DOCUMENT SEGMENT:
One reason for an increase in infringements and level busts may well be that "reports" weren't being "filed" (Davidt). I suspect that most pilots who do this are blissfully unaware. I was on one occasion, and I got a report filed on me. It was a sensible process in my view.
They asked me to explain myself (I had passed through the base of an airway by 500'). At first I was indignant that I couldn't have, but in checking my plan and route realised that I had missed the base altitude change (min 5500), the airway line runs along a main coastal road and I simply missed it during planning. I sent in my report confessing to my error, and I got a "Don't do that again, Happy and Safe Flying" response.
Now I'm much more careful about planning routes and altitude.
I support the trend that Davidt mentions of increasing report filing. As long as it's kept sensible and cautionary (except in extreme cases like flying into a Red Arrows display or worse) then we should be told when we infringe or bust.

Assuming of course we can be identified.

zkdli 22nd June 2006 20:03

Infringements
 
Dear All,
Yes there has been an increase in the reporting of infringements. This is because controllers are being encouraged to report them so that everyone knows the real extent of this problem. BUT there does seem to be more happening anyway. Since the 1st of April the airfields in the London TMA have reported 77 infringements of zones, half of which resulted in a loss of separation with other aircraft. Also there was recently an infringement of the Southampton zone by two powered paragliders that got very close to a british regional jet. Turning off your transponder does not hide you from the investigations departments. All that does is give no protection to any TCAS equiped aircraft. If you want to see what a big jet looks like from 100ft away just get lost, enter a zone and switch off your transponder!
If you fly in the south of england the places that get the most infringements are Stansted and Luton. Sure the airspace around Luton has changed and as pilots you should be aware of that! But when was there a change to Stansted's airspace?:)

Fuji Abound 22nd June 2006 21:15

The "On track" project was intended to identify what changes to CAS might reduce the number of infringemnts.

The results, conclusions and importantly recommendations are here:

www.caa.co.uk/docs/33/CAPAP2003_5.PDF

Go on - have a read

It is worth while.

Whilst doing so consider how the recommendations have been implemented.

IO540 23rd June 2006 06:37

I am on GPRS now (far away) but I did read the Ontrack report last year and one key point it mentioned (well buried) was that just 18% of infringers were using a moving map GPS. Since the % of pilots that routinely "go places" and use a GPS must be approaching 100%, that should be telling somebody something.

In any event, I didn't find that report useful. It doesn't identify anything that could be actually done - short of a drastic change in PPL training (and aircraft equipment improvement :) ) which will always be fiercely resisted by the flight training business.

MATERIAL SHOWN:

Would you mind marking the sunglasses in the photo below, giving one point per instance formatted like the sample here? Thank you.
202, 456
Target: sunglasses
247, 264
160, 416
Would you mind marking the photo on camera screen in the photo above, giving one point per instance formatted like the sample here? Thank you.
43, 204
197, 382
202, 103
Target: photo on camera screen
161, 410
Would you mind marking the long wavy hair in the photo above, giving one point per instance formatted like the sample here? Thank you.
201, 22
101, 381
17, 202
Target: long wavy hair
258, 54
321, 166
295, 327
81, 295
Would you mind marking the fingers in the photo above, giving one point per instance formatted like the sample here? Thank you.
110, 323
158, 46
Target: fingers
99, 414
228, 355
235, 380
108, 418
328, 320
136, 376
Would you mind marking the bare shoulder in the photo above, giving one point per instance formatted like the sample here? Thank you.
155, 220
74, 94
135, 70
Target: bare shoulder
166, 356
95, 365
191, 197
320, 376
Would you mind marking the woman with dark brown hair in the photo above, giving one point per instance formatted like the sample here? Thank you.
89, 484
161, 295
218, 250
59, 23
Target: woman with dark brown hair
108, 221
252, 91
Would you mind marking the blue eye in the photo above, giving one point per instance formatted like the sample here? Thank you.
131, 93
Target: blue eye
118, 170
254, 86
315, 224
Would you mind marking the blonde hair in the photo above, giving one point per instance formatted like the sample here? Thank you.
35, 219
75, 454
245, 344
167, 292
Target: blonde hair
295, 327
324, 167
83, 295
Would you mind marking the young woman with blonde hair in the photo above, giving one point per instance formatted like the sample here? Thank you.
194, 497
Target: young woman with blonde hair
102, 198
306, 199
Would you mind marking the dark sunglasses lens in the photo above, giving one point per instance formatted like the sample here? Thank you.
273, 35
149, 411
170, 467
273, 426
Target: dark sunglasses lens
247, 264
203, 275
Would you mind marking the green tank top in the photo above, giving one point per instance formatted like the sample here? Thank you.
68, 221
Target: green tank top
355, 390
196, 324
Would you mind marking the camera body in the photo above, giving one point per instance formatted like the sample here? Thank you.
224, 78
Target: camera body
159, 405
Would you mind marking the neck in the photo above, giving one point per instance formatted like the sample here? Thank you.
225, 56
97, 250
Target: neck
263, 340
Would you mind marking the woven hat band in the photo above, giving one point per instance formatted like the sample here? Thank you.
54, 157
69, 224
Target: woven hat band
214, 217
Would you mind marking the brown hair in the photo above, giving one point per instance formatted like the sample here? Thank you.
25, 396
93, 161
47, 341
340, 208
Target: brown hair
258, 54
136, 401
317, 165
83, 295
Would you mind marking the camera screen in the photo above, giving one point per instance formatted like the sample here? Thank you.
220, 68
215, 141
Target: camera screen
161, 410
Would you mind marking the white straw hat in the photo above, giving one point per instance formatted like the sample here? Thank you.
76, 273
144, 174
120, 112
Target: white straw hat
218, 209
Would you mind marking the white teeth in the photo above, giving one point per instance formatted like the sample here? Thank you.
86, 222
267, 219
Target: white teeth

YOUR INSTRUCTIONS:
Answer these questions about the forum thread on airspace infringements:
(a) By how many feet did the first poster pass through the base of an airway?
(b) How many zone infringements have the airfields in the London TMA reported since the 1st of April?
(c) According to the Ontrack report, what percentage of infringers were using a moving map GPS?
The entries come from a separate source, unrelated to the text.

THE SOLUTION:
(a) 500 feet
(b) 77
(c) 18%